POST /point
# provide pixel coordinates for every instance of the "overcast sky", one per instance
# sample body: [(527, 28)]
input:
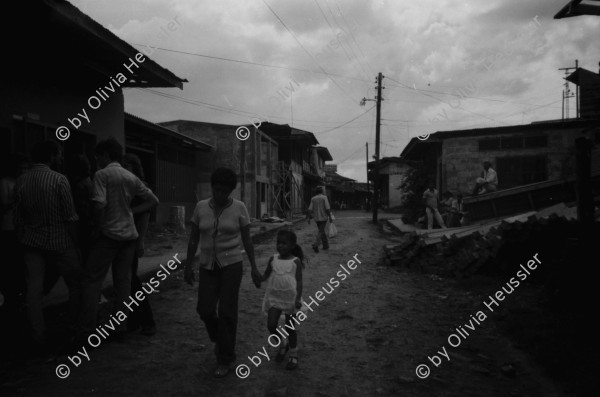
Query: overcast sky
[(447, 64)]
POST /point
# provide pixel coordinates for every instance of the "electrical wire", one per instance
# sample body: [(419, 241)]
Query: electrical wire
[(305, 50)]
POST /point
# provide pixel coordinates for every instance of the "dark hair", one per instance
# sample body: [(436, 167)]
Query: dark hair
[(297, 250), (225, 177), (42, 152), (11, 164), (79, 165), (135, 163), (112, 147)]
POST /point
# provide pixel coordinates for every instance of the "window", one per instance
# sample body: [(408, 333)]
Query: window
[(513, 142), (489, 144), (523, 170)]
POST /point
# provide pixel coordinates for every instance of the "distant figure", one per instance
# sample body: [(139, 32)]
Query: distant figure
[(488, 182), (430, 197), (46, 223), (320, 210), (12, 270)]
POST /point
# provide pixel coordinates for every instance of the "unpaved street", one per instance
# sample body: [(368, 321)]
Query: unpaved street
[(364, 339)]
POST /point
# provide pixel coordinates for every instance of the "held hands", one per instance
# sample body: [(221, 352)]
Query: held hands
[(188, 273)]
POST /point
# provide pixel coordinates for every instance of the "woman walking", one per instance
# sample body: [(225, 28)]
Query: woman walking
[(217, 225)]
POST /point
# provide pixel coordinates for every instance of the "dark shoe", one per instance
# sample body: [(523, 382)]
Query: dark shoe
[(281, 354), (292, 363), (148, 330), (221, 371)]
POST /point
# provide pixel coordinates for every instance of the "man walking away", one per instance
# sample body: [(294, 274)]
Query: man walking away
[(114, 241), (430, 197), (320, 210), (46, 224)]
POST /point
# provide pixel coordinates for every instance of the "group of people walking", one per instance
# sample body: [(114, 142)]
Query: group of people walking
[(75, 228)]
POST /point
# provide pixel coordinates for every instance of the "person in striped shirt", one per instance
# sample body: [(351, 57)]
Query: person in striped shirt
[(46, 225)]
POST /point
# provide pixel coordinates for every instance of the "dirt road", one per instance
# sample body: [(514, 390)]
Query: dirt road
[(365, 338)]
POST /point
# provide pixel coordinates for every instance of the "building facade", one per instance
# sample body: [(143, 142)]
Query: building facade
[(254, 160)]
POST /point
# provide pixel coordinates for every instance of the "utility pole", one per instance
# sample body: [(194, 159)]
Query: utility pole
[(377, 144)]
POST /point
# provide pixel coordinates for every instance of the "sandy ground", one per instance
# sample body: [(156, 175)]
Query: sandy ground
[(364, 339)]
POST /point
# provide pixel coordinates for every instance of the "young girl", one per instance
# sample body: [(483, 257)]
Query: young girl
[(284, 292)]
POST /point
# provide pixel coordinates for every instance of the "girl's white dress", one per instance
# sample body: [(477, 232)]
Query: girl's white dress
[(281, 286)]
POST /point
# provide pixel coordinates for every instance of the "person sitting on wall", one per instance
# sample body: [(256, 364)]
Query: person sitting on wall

##########

#### [Challenge]
Extract each line of the records above that contains the string "ground". Case counts.

#### [Solved exercise]
# provide pixel coordinates for every instance of the "sandy ground", one per instance
Query: sandy ground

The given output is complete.